Task directions
Copy each of the items below verbatim, line for line and in the same order.

Given information
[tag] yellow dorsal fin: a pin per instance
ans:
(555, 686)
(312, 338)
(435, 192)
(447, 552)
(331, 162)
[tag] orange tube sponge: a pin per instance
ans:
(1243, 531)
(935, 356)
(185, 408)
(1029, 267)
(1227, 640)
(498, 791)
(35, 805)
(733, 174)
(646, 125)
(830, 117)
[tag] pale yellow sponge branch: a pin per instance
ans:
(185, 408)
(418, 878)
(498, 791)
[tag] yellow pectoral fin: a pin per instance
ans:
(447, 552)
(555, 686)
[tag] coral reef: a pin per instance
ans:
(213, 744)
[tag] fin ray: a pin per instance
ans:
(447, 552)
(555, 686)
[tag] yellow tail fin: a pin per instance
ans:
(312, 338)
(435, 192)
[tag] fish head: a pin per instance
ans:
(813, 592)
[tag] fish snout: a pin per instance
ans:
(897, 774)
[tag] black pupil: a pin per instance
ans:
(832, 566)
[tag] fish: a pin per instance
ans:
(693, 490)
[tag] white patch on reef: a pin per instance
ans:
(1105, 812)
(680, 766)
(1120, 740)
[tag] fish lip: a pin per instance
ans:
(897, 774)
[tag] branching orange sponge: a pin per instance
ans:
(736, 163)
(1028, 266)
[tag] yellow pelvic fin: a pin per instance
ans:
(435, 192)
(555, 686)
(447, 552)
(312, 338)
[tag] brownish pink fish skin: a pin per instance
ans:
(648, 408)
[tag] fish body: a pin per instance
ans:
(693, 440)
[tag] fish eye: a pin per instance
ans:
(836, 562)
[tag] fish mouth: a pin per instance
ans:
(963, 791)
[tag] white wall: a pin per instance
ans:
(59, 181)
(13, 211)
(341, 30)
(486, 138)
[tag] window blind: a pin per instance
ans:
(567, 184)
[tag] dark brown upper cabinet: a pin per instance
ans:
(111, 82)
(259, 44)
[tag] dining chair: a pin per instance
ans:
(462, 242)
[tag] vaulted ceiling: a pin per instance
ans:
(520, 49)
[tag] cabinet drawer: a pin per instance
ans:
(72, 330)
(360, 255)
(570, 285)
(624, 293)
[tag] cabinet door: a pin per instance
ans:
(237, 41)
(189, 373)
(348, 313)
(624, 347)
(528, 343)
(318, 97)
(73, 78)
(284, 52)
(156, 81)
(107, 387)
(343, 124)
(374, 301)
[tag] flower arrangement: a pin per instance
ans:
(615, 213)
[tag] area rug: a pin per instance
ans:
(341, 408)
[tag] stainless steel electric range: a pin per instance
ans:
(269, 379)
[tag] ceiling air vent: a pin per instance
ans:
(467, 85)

Exercise result
[tag] yellow dorsal fin: a pin per instance
ans:
(555, 686)
(312, 338)
(435, 192)
(447, 552)
(331, 162)
[tag] orange tube sponge: a pin per instance
ans:
(1243, 531)
(935, 356)
(185, 408)
(1029, 267)
(1227, 640)
(498, 791)
(35, 805)
(733, 174)
(646, 125)
(830, 117)
[tag] pale yellow sponge branch: a pin per instance
ans:
(185, 408)
(418, 878)
(498, 791)
[tag] yellow pectoral fin: a pin per instance
ans:
(447, 552)
(555, 686)
[tag] coral reef: a pin per instance
ans:
(213, 744)
[tag] fin ray: a pin per instance
ans:
(447, 552)
(555, 686)
[tag] yellow tail fin: a pin per instance
ans:
(312, 338)
(435, 192)
[tag] fish head: a pin per instance
ans:
(813, 592)
[tag] fish snout: a pin per instance
ans:
(897, 774)
[tag] black pupil: a pin per instance
ans:
(832, 566)
[tag] fish: a pin per instance
ans:
(693, 490)
[tag] white patch on reef: a pin per instance
ans:
(1105, 812)
(680, 766)
(1120, 740)
[tag] fish lip: a pin per instance
ans:
(897, 774)
[tag] branching orange sponge: a pin per instance
ans:
(736, 163)
(1028, 266)
[tag] yellow pelvic fin: a pin per instance
ans:
(435, 192)
(555, 686)
(447, 552)
(312, 338)
[tag] brownish pink fish skin: a pin per instance
ans:
(648, 408)
[tag] fish body: a pin per instance
ans:
(693, 440)
[tag] fish eye: a pin per instance
ans:
(836, 562)
[tag] fish mouth: a pin per instance
ans:
(963, 791)
[tag] white wall: a pin per instance
ans:
(59, 181)
(13, 211)
(341, 30)
(486, 138)
[tag] window blind: a pin per instance
ans:
(567, 184)
[tag] dark brown upper cabinet: a pin per instance
ans:
(111, 82)
(259, 44)
[tag] dining chair: a pin per instance
ans:
(462, 242)
[tag] vaulted ceiling: a pin per instance
ans:
(520, 49)
[tag] cabinet drawer: a pin per instance
ans:
(72, 330)
(360, 255)
(570, 285)
(624, 293)
[tag] cabinet door: a pin per instance
ans:
(237, 41)
(189, 373)
(348, 313)
(624, 347)
(528, 343)
(318, 97)
(73, 78)
(284, 52)
(156, 81)
(107, 387)
(343, 124)
(374, 301)
[tag] flower arrangement: a pin per instance
ans:
(615, 213)
[tag] area rug: a pin per instance
ans:
(341, 408)
[tag] stainless steel electric range: a pin per instance
ans:
(269, 379)
[tag] ceiling air vent: a pin per instance
ans:
(467, 85)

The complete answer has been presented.